*What this exercise asks*.
1. Summarize the forum thread on body types in two sentences.
2. List every body type or shape named in the forum thread on body types.
3. Continue the forum thread on body types from its last sentence.

*Reading passage*.

━━━━

I find I do gain more upper body weight with the whole muffin top over the jeans during those not so fit segments of my lazy life. I'm no skinny mini and I like icecream, chocolate, and cheese -and it shows- but I also stay away from synthetic foods and eat mostly organic. Nigella Lawson I think is pretty. If I was to choose a body type, I'd choose hers.


----------



## phantom_ecstasy (Jul 24, 2012)

Your body type is: Pear As a Pear Body type (sometimes called triangle), your hips are larger than your bust and you have a nicely defined waist. You have an elegant neck and proportionately slim arms and shoulders. You first gain weight in your bottom and legs flowed by your tummy and upper body. Your waist is your best asset so don’t be afraid to show it off.

I'm not really a pear though, more like a rectangle. I wish I was a pear or hourglass


----------



## leafling (Dec 15, 2011)

I think I did this right? 

Your body type is: Pear As a Pear Body type (sometimes called triangle), your hips are larger than your bust and you have a nicely defined waist. You have an elegant neck and proportionately slim arms and shoulders. You first gain weight in your bottom and legs flowed by your tummy and upper body. Your waist is your best asset so don’t be afraid to show it off.
How to Dress a Pear Body Shape The key to dressing a pear body type is to enhance and add volume (or the illusion of volume) to your upper body while emphasizing your waist and de-emphasizing your lower body to create a balanced, hourglass appearance. Create the most curvaceous effect by mixing and matching our suggested separates.

━━━━

*Data section*.
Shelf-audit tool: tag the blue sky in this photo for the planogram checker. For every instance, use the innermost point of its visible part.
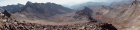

━━━━

*Task results*.
1. The first poster says they gain upper body weight during less fit periods, enjoy ice cream, chocolate, and cheese while eating mostly organic food, and would choose Nigella Lawson's body type. Two later posters share the same "Pear" body type result, one of them saying they are more like a rectangle and the other adding advice on dressing a pear shape by adding volume to the upper body, emphasizing the waist, and de-emphasizing the lower body.

2. Pear, triangle, rectangle, hourglass

3.
----------



## Glenda Gnome Starr (May 12, 2011)

*Your body type is: Straight*

You have the most common body type. Over 45% of American women have a Straight body shape (sometimes called rectangle or ruler). This means that your hips and bust are balanced and your waist is not very defined. You probably have a bottom that is more flat than round. You tend to gain weight in your torso first and then your upper thighs and arms. Your lower legs are always shapely and one of your best assets.
*How to Dress a Straight Body Shape*

The key to dressing a Straight body type is to proportionally dress the top and bottom of your body while enhancing your waist. If you are comfortable doing so, you can wear form fitting clothing (such as a tube-type dress) and create a waist by adding a wide, dark belt. However, to create a more curvaceous effect add volume (or the illusion of volume) proportionally to your upper and lower body by mixing and matching suggested separates.

*I deny having a flat butt, lol.*


----------



## stiletto (Oct 26, 2013)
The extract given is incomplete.